# PERMINTAAN A
Salin ulang baris-baris catatan tanpa perubahan, mulai dari baris pertama catatan dan berhenti setelah baris yang memuat "[[[136,76],[142,74],[141,65],[139,63],[132,64],[132,74]]]". Kedua ujungnya ikut disalin, dan gambar tidak perlu dimasukkan ke jawaban.

# DOKUMEN
Sebenarnya, secara definisi maupun konseptual, paham postmodernisme penuh kontroversial dan syarat dengan ambigu dan absurditas, namun kembali lagi, bahwa dalam pahaman postmodernisme
sendiri, ambigu dan absuditas itu pun adalah relatif. Terlepas dari itu
semua, paham ini telah menjadi salah satu alternatif paradigma bagi
manusia saat ini, bahkan sebagaimana telah diuraikan di atas, paradigma
ini tidak saja telah mendapat tempat di tengah-tengah manusia modern,
namun juga mulai merasuk ke dalam sendi-sendi kehidupan vital sosial
masyarakat maupun ideologi individu.
...................
Saya
percaya bahwa meskipun mungkin peradaban Manusia terus berkembang dan
mengalami peralihan fase atau era tertentu, namun pasti ada suatu paradigm atau pandangan dunia yang bersifat perennial dan tidak berubah seiring dengan perubahan fase peradaban manusia. Paradigma
yang saya maksud disini bukanlah dalam bentuk ideology agama yang pada
tataran tertentunya berisi doktrin dan dogma dalam otoritas kitab suci.

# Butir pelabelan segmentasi

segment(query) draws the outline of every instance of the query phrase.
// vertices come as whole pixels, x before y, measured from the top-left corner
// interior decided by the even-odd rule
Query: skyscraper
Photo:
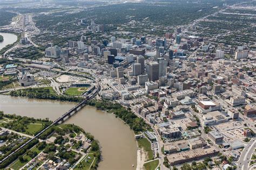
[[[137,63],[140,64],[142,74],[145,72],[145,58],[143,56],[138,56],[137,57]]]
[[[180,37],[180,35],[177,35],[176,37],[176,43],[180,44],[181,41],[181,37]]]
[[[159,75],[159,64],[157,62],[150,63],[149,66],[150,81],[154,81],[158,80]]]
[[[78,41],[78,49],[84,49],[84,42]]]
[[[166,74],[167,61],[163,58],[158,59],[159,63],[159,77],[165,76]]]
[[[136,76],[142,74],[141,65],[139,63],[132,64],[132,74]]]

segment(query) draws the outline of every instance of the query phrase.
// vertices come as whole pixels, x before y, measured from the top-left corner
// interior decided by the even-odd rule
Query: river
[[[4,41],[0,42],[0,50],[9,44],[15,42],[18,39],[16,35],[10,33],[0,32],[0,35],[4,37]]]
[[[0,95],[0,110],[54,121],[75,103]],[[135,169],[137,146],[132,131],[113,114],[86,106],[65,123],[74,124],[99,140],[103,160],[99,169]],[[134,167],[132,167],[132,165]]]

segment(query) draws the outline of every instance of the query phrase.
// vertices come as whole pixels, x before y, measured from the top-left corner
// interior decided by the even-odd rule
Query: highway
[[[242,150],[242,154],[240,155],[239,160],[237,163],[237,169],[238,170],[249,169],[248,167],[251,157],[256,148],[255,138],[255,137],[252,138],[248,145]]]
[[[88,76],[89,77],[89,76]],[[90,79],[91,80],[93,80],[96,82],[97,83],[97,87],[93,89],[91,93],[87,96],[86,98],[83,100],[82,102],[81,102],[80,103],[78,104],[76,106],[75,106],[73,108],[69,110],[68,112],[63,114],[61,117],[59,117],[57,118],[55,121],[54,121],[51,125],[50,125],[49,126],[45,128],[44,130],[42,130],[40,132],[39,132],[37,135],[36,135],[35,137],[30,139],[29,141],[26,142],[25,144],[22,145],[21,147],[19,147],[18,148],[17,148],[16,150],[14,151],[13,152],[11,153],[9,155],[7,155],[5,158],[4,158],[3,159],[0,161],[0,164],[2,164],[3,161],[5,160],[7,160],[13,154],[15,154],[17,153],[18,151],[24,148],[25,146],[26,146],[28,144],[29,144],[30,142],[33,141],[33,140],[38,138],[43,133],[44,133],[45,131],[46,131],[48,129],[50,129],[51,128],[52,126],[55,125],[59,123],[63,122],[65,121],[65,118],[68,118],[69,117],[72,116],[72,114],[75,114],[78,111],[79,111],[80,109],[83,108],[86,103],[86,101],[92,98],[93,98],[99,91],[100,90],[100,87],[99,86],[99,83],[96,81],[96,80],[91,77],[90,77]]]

# PERMINTAAN B
Terjemahkan kalimat dari teks tentang postmodernisme ini ke dalam bahasa Inggris: "Paradigma yang saya maksud disini bukanlah dalam bentuk ideology agama yang pada tataran tertentunya berisi doktrin dan dogma dalam otoritas kitab suci."

# JAWABAN LENGKAP A
segment(query) draws the outline of every instance of the query phrase.
// vertices come as whole pixels, x before y, measured from the top-left corner
// interior decided by the even-odd rule
Query: skyscraper
Photo:
[[[137,63],[140,64],[142,74],[145,72],[145,58],[143,56],[138,56],[137,57]]]
[[[180,37],[180,35],[177,35],[176,37],[176,43],[180,44],[181,41],[181,37]]]
[[[159,75],[159,64],[157,62],[150,63],[149,66],[150,81],[154,81],[158,80]]]
[[[78,41],[78,49],[84,49],[84,42]]]
[[[166,74],[167,61],[163,58],[158,59],[159,63],[159,77],[165,76]]]
[[[136,76],[142,74],[141,65],[139,63],[132,64],[132,74]]]

# JAWABAN LENGKAP B
The paradigm I mean here is not in the form of a religious ideology which, at a certain level, contains doctrine and dogma under the authority of scripture.